* start Passage given *
Clarification of Answer by hedgie-ga on 02 Jan 2005 06:17 PST
May the 'least time' in 'least time algorithm' is not a technical term,
 perhaps you just  mean that algorithm should be fast?
 - should use a small amount of CPU time ??

   I can find one which is fast and pay extra attention to selection of
 initial guess (which has big effect on CPU time) however, once again,
 I cannot promise the fastest possible one. This is an active and
evolving field and to find 'fastest way' to do a task - that is a
different - and
 a more dificult task then finding a fast way, or fastest know way.
 Kindly clarify this also.

 I apologize for couple of typos,
such as:
(many minimiaer routines choke when variabes do not affect the Cost)
should be:
(most minimizer routines choke when variables are included which do
not affect the Cost= Objective function)
 
I could retype what is not clear -as this should not be a case of: 
"what do you want? Good spelling or good math?" :-)
but, fact is that (to praphrase Viola) My math is better then spelling ..
http://www.bardweb.net/index.html

Hedgie

Request for Answer Clarification by johnswanstone-ga on 02 Jan 2005 10:08 PST
hedgie,

I don't have any objections to having you answer this question as long
as I feel that I do get a complete and correct answer.  When you
marked the question as answered, my credit card was charged the $100
fee and at that point I felt that I had not received my answer but had
been billed anyway.  You can understand why I would feel a little
upset in that situation.
* end Passage given *
* start Data listing *
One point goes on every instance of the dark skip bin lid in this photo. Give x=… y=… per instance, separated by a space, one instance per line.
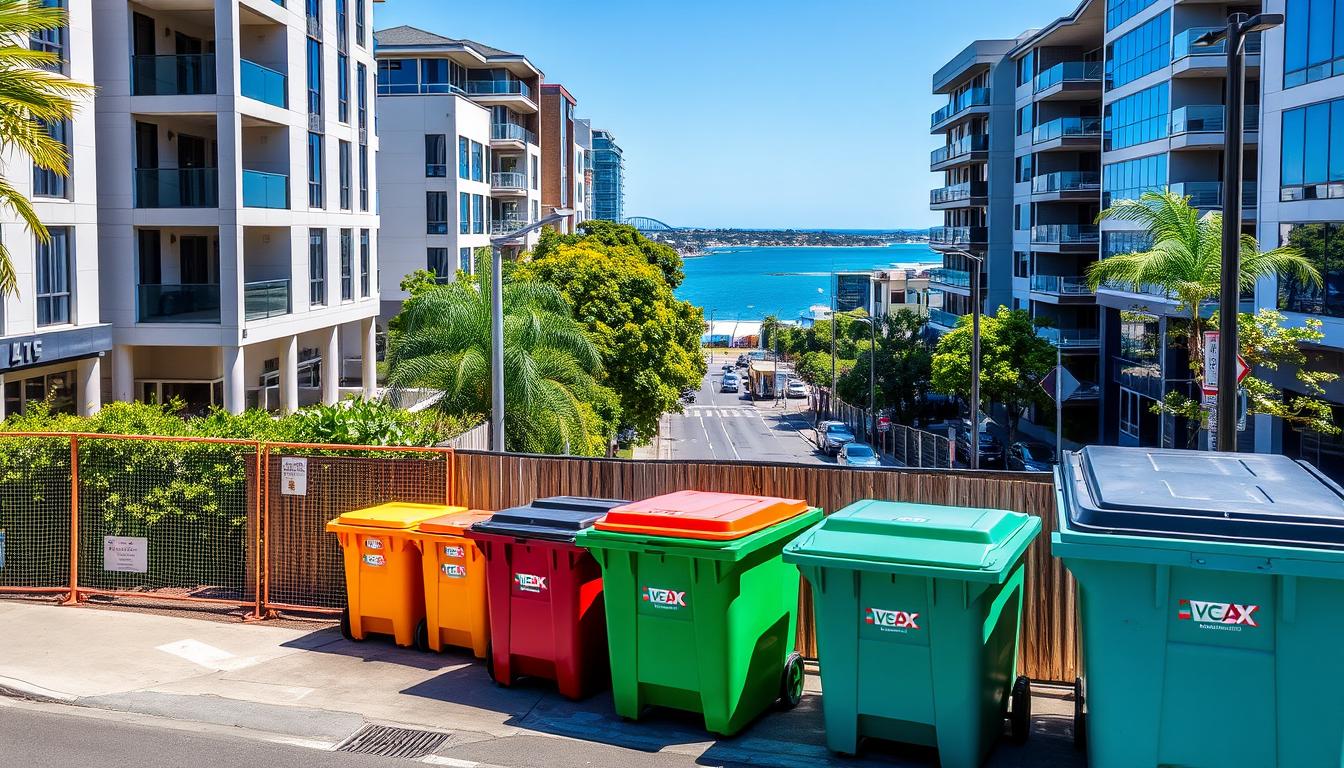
x=555 y=518
x=1253 y=498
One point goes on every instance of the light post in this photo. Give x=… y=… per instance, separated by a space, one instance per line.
x=1234 y=36
x=497 y=320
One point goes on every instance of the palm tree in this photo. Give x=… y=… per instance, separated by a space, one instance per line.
x=444 y=343
x=1186 y=258
x=31 y=97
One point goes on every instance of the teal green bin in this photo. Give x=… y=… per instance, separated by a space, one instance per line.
x=918 y=611
x=1211 y=608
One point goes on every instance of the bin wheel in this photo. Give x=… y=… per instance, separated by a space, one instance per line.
x=1079 y=717
x=790 y=683
x=1019 y=717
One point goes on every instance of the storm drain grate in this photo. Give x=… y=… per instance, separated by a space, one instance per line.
x=393 y=741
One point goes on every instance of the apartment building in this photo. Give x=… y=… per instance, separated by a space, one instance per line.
x=227 y=280
x=464 y=158
x=1301 y=202
x=976 y=159
x=51 y=336
x=608 y=178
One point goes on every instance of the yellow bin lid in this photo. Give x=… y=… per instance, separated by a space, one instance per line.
x=395 y=515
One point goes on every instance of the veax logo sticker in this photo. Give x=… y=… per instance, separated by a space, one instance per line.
x=887 y=620
x=664 y=597
x=1230 y=615
x=530 y=583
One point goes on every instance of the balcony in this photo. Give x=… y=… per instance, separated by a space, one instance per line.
x=962 y=193
x=264 y=190
x=262 y=84
x=265 y=299
x=184 y=74
x=176 y=188
x=969 y=98
x=178 y=303
x=964 y=147
x=957 y=236
x=1085 y=73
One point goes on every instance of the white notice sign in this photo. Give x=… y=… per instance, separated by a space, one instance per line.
x=125 y=554
x=293 y=476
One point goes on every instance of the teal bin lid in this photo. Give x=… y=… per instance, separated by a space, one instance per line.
x=899 y=537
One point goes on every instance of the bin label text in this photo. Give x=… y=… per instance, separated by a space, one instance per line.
x=1218 y=613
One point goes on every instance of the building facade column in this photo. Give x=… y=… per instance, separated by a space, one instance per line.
x=289 y=374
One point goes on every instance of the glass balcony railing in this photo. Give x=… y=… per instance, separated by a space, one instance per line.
x=968 y=98
x=960 y=148
x=957 y=236
x=1067 y=71
x=1066 y=128
x=186 y=74
x=1183 y=45
x=1210 y=194
x=264 y=190
x=510 y=132
x=962 y=191
x=176 y=187
x=265 y=299
x=262 y=84
x=508 y=180
x=497 y=88
x=1061 y=285
x=1208 y=119
x=1066 y=182
x=1065 y=234
x=196 y=303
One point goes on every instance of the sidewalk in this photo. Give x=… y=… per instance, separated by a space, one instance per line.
x=317 y=689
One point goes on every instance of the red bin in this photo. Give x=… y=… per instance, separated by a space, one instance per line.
x=547 y=618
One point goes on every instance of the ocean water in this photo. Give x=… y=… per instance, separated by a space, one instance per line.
x=750 y=283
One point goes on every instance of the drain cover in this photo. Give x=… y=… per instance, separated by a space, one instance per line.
x=393 y=741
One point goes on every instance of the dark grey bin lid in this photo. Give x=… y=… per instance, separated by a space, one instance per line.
x=554 y=518
x=1253 y=498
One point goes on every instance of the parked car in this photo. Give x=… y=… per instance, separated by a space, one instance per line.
x=858 y=455
x=1031 y=456
x=832 y=436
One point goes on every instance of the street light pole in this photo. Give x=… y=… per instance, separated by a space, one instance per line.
x=1229 y=300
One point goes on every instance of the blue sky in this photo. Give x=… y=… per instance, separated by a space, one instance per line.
x=750 y=113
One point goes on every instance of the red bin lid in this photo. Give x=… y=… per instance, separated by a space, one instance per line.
x=700 y=515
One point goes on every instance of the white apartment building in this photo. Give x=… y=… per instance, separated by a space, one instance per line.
x=464 y=158
x=229 y=280
x=51 y=336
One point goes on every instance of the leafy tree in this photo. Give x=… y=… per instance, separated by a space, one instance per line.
x=648 y=340
x=553 y=401
x=30 y=98
x=1012 y=362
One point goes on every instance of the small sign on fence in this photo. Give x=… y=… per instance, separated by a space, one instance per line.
x=125 y=554
x=293 y=476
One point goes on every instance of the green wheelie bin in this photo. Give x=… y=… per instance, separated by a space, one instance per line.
x=700 y=609
x=1211 y=607
x=918 y=611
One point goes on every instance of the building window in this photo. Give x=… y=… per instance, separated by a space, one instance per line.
x=1145 y=49
x=347 y=265
x=315 y=170
x=436 y=155
x=1129 y=179
x=315 y=77
x=436 y=213
x=53 y=277
x=1312 y=156
x=49 y=183
x=1136 y=119
x=1313 y=41
x=317 y=268
x=1323 y=245
x=366 y=262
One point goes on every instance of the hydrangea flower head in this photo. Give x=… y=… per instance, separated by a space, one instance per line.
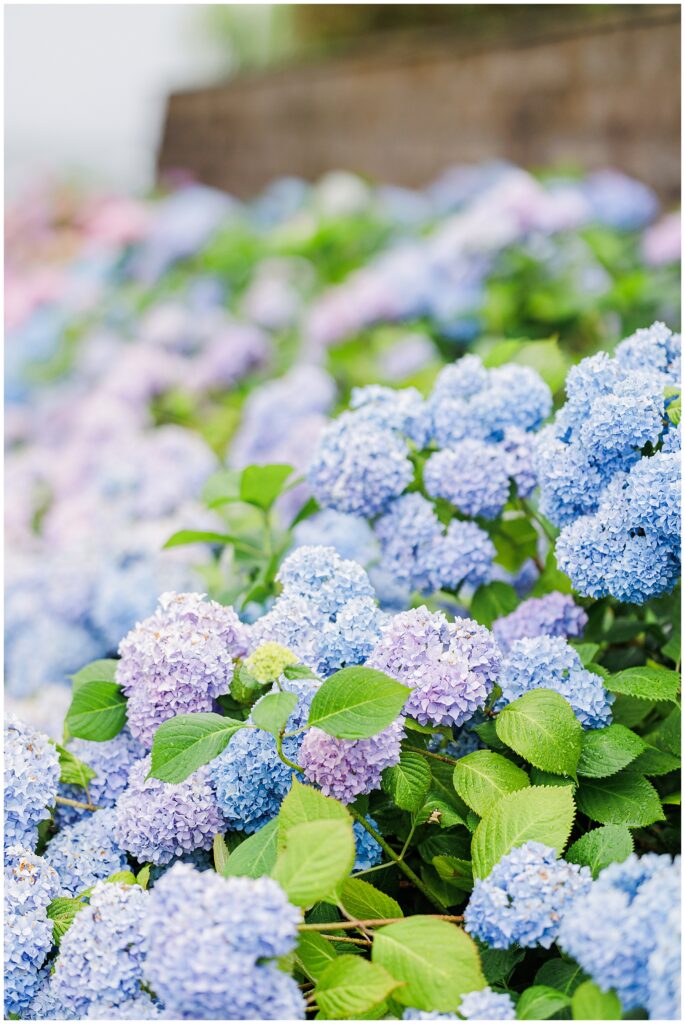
x=450 y=667
x=549 y=663
x=159 y=820
x=178 y=660
x=524 y=897
x=31 y=778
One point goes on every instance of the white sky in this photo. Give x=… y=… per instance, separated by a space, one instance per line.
x=85 y=86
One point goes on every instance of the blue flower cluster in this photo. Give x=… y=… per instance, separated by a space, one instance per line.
x=612 y=935
x=549 y=663
x=604 y=476
x=86 y=852
x=450 y=667
x=327 y=612
x=30 y=885
x=524 y=898
x=211 y=942
x=31 y=777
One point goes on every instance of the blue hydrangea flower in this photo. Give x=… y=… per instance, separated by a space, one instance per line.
x=524 y=897
x=101 y=955
x=347 y=768
x=549 y=663
x=553 y=614
x=487 y=1006
x=615 y=926
x=178 y=660
x=30 y=885
x=86 y=852
x=31 y=777
x=358 y=467
x=451 y=668
x=204 y=935
x=249 y=777
x=159 y=820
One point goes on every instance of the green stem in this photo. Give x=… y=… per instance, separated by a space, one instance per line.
x=412 y=876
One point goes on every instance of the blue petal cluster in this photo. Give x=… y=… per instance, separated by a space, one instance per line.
x=86 y=852
x=159 y=820
x=30 y=885
x=450 y=667
x=549 y=663
x=249 y=777
x=207 y=939
x=553 y=614
x=178 y=660
x=101 y=955
x=31 y=777
x=524 y=897
x=618 y=931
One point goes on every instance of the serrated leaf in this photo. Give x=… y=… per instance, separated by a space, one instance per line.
x=646 y=683
x=97 y=711
x=316 y=857
x=482 y=777
x=350 y=986
x=256 y=855
x=589 y=1003
x=541 y=727
x=541 y=813
x=409 y=781
x=604 y=752
x=437 y=963
x=539 y=1003
x=272 y=712
x=356 y=702
x=625 y=799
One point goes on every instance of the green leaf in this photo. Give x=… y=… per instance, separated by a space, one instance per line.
x=61 y=912
x=183 y=743
x=365 y=902
x=601 y=847
x=349 y=986
x=261 y=485
x=356 y=702
x=97 y=711
x=481 y=777
x=646 y=683
x=272 y=712
x=73 y=771
x=437 y=962
x=409 y=781
x=541 y=727
x=625 y=799
x=540 y=1003
x=493 y=600
x=589 y=1003
x=541 y=813
x=605 y=752
x=256 y=855
x=316 y=857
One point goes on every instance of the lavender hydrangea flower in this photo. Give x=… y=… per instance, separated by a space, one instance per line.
x=553 y=614
x=31 y=777
x=487 y=1006
x=524 y=897
x=549 y=663
x=615 y=926
x=159 y=820
x=450 y=667
x=86 y=852
x=204 y=935
x=101 y=955
x=178 y=660
x=30 y=885
x=347 y=768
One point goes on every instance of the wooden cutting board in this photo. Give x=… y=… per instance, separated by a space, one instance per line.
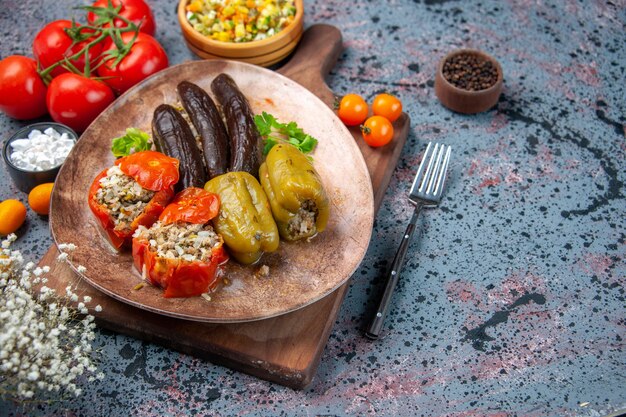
* end Data listing *
Directives
A – Answer these questions from the forum thread:
(i) According to hedgie, what has a big effect on CPU time?
(ii) How much was johnswanstone's credit card charged?
(iii) At what time on 02 Jan 2005 did johnswanstone-ga post the request for clarification?
B – Based on the forum thread, explain in one to three sentences why hedgie cannot promise the fastest possible algorithm.
C – Transcribe the portion of the forum thread that begins at the words "Clarification of Answer" and stops after "should be fast?".
None of the tasks require the lines from the collection.

Expected responses
A –
(i) The selection of the initial guess.
(ii) $100.
(iii) 10:08 PST.

B – Hedgie calls this an active and evolving field. Finding the fastest way to do a task is a different and more difficult task than finding a fast way or the fastest known way.

C –
Clarification of Answer by hedgie-ga on 02 Jan 2005 06:17 PST
May the 'least time' in 'least time algorithm' is not a technical term,
 perhaps you just  mean that algorithm should be fast?